Darwin, Australia, paints and pens

My first life drawing session!

life drawing session 1

My first time at a life drawing class. The model was a petite German lady called Bianka, an experienced artist’s model and a sunny, well-travelled, intelligent pixie. Of course it doesn’t matter how petite and trim a model is, when I draw a woman, she puts on 15 kilos just because, well, that’s how I feel about the pose. I am drawing on what I know, and the drawing is not Bianka, nor is it me, but a hybrid third of all those involved. Heh.

Worked with soft and hard chalks. Some pencil for the last drawings, because I was getting tired and knew that my “zone” moment had passed (but I was thrilled that, at some point, I found myself ‘in the zone’, if only for a brief 20 minutes or so) There are some tiny areas in these drawings that I’m happy with…I’m talking about a few inches here or there. On the whole, though, these are learning drawings, and of no value in themselves.

☆ ☆ ☆ ☆ ☆

• SET PROBLEM A: What drawing materials does the life drawing post say the writer used for the last drawings?
• SET PROBLEM B:
Do these statements agree with the life drawing post? Answer yes or no for each, quoting the words that decide it.
(i) The model was German.
(ii) The writer stayed "in the zone" for the whole session.
(iii) The writer thinks the drawings have value in themselves.
• SET PROBLEM C: Continue the life drawing post from the point where it stops.

☆ ☆ ☆ ☆ ☆

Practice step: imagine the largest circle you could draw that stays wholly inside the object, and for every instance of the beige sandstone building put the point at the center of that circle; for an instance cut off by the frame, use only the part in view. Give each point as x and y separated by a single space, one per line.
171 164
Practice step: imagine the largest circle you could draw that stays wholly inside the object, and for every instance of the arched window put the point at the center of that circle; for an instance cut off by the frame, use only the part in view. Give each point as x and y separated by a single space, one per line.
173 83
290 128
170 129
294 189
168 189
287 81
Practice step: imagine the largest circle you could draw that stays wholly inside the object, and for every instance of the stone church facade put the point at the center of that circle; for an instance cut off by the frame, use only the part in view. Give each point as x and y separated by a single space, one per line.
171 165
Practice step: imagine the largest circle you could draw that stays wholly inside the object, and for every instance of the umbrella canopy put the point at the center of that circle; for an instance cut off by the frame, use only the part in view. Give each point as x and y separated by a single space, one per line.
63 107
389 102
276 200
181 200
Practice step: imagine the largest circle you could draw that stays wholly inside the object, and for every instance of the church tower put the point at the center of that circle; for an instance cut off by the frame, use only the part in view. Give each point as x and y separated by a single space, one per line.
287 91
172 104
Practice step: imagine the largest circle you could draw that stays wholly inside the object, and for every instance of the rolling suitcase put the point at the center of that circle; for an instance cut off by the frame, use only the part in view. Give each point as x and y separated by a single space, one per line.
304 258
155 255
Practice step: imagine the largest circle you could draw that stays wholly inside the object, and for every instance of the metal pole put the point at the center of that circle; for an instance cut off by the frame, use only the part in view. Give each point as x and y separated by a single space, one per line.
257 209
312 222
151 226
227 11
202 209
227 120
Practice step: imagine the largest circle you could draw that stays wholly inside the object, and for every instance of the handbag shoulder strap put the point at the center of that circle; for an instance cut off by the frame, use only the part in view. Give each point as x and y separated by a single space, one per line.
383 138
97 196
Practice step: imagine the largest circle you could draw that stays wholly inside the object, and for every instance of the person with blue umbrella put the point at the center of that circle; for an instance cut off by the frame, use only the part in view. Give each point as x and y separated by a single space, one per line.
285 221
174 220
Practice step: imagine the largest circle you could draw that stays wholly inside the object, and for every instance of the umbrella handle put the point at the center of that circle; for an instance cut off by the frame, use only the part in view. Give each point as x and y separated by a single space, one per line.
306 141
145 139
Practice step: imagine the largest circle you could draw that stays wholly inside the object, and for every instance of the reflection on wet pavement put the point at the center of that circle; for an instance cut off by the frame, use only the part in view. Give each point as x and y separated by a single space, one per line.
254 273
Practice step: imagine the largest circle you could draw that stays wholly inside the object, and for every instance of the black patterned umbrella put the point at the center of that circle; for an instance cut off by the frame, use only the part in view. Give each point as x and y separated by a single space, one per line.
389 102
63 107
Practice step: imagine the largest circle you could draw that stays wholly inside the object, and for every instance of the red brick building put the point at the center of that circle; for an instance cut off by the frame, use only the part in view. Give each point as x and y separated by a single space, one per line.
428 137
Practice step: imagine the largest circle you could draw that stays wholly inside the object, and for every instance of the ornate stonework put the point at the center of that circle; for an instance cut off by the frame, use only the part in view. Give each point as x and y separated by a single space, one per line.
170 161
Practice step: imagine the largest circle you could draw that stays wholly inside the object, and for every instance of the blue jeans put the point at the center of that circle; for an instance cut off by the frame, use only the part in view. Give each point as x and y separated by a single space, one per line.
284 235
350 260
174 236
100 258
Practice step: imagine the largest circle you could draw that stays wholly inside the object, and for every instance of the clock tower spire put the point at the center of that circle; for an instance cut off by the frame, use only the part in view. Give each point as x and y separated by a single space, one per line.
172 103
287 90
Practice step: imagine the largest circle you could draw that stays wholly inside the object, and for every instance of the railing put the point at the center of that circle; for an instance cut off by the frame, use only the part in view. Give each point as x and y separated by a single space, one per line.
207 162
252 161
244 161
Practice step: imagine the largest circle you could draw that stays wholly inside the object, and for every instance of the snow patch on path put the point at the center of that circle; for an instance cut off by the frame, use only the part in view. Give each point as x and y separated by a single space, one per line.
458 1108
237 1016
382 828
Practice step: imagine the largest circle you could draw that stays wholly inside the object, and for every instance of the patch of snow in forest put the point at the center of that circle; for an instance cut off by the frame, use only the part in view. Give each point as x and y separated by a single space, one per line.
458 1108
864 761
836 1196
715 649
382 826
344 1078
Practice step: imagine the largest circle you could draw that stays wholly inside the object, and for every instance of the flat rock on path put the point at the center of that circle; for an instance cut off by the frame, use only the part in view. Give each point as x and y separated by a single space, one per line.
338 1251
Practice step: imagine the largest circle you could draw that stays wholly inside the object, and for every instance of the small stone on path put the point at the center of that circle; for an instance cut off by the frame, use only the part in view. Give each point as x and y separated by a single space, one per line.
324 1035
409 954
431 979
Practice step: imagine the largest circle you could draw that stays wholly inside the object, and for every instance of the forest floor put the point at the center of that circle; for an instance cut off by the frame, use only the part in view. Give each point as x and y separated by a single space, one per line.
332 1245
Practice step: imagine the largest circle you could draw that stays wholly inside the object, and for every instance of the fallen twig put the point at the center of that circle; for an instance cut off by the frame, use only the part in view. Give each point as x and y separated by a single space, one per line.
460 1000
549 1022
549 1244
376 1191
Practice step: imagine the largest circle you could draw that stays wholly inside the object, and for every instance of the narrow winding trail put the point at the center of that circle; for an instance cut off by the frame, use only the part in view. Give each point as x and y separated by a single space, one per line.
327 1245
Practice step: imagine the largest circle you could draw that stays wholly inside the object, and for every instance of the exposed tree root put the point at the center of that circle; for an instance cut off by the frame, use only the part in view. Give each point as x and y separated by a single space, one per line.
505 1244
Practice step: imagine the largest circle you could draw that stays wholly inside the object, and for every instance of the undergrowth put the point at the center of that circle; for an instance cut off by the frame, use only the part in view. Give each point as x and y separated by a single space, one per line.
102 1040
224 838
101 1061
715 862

☆ ☆ ☆ ☆ ☆

• EXPECTED ANSWER A: Pencil.

• EXPECTED ANSWER B:
(i) Yes: "The model was a petite German lady called Bianka"
(ii) No: "if only for a brief 20 minutes or so"
(iii) No: "these are learning drawings, and of no value in themselves."

• EXPECTED ANSWER C:
life drawing session 1

I threw most of the drawings away when I got home (and one of the better ones was picked up by the wind and whisked into the water…can’t even remember what it looked like, really, I never got a good look at it.) Only kept a few for these photographs, but will probably end up throwing all (but one) away, after I post this. It’s a tactic to keep me attending the drawing sessions: don’t get precious, don’t ‘collect’, don’t get smug, don’t keep anything…it’s the doing that has value, the finished drawings are nothing.

life drawing session 1

I am so happy I worked up the nerve to go. It was absolutely worth it. The thing I loved the most? The connection, immediate and visceral, that I felt because mind and cleverness were not involved. None of that “start by drawing an egg shape for the head” bullshit. Bianka=eye=heart=hand=drawing. Simple and powerful. There is sooo much work to be done. I hope I can keep the sessions up…to get good at anything, you have to be ready to commit to years of practice.

The Darwin Life Drawing sessions are presented by Shilo McNamee, with the support of the Darwin Visual Arts Association (DVAA). They are held Sunday mornings (check the website or their facebook page to be sure, though, and to tell Shilo you’re coming) at the Winnellie Art Space, 96-a Winnellie Road (next to the large Darwin Bakery/factory)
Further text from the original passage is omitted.